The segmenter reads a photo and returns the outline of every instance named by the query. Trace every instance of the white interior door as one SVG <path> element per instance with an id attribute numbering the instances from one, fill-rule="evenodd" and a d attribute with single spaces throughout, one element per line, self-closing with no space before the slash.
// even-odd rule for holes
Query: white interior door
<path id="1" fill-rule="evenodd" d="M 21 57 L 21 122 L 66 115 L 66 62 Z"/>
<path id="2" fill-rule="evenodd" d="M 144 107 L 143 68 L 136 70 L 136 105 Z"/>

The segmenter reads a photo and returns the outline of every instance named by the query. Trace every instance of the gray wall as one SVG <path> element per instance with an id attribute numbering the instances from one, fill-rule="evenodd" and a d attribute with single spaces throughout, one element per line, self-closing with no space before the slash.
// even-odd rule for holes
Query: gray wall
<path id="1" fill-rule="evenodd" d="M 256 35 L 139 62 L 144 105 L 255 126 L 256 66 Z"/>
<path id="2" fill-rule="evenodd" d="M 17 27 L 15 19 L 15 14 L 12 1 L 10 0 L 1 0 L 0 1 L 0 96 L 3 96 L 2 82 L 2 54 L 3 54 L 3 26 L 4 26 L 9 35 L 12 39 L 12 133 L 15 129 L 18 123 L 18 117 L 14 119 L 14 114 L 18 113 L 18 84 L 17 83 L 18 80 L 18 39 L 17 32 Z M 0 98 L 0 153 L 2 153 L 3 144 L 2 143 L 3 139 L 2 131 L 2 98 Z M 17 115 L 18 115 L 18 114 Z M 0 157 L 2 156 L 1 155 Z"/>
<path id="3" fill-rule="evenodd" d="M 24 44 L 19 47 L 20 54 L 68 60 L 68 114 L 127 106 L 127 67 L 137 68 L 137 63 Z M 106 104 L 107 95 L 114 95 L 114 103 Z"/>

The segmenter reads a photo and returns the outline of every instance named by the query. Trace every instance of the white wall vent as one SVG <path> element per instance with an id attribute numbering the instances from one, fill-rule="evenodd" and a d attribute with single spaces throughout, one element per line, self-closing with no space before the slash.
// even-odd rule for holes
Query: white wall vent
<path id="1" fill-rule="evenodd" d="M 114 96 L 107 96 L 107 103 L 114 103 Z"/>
——————————
_Work required:_ Format every line of the records above as one numbered list, omitting the blank lines.

_Worked solution:_
1. The segmenter reads a photo and returns the outline of every instance named by the query. Trace every instance of the white interior door as one SVG <path> element per instance with an id attribute numbering the instances from one, fill-rule="evenodd" and a d attribute with single spaces throughout, one element per line, self-closing with no space before the slash.
2. // even-odd rule for holes
3. Query: white interior door
4. <path id="1" fill-rule="evenodd" d="M 21 57 L 21 122 L 66 115 L 66 62 Z"/>
5. <path id="2" fill-rule="evenodd" d="M 144 107 L 143 68 L 136 70 L 136 105 Z"/>
6. The segmenter reads a photo and returns the outline of every instance named by the query. Trace every instance of the gray wall as one SVG <path> element per instance with an id attribute numbering the instances from one, fill-rule="evenodd" and a d attribute with single spaces throughout, one element per line, self-closing with no space before the slash.
7. // even-odd rule for holes
8. Query: gray wall
9. <path id="1" fill-rule="evenodd" d="M 256 35 L 139 62 L 144 105 L 255 126 L 256 66 Z"/>
10. <path id="2" fill-rule="evenodd" d="M 17 27 L 15 19 L 15 14 L 12 1 L 10 0 L 1 0 L 0 1 L 0 96 L 3 96 L 2 82 L 2 54 L 3 54 L 3 26 L 4 26 L 9 35 L 12 39 L 12 133 L 15 129 L 18 123 L 18 117 L 14 119 L 14 114 L 18 113 L 18 84 L 17 83 L 18 80 L 18 39 L 17 32 Z M 0 98 L 0 153 L 2 153 L 3 144 L 2 143 L 3 139 L 2 131 L 2 98 Z M 17 115 L 18 115 L 18 114 Z M 0 157 L 2 156 L 1 155 Z"/>
11. <path id="3" fill-rule="evenodd" d="M 24 44 L 19 47 L 20 54 L 68 60 L 68 114 L 127 106 L 127 67 L 137 68 L 137 63 Z M 106 104 L 107 95 L 114 95 L 114 103 Z"/>
12. The segmenter reads a photo and returns the outline of every instance named by the query. Trace every instance of the white wall vent as one SVG <path> element per instance with an id attribute numbering the instances from one, fill-rule="evenodd" and a d attribute with single spaces throughout, one element per line, self-closing with no space before the slash.
13. // even-odd rule for holes
14. Query: white wall vent
15. <path id="1" fill-rule="evenodd" d="M 114 96 L 107 96 L 107 103 L 114 103 Z"/>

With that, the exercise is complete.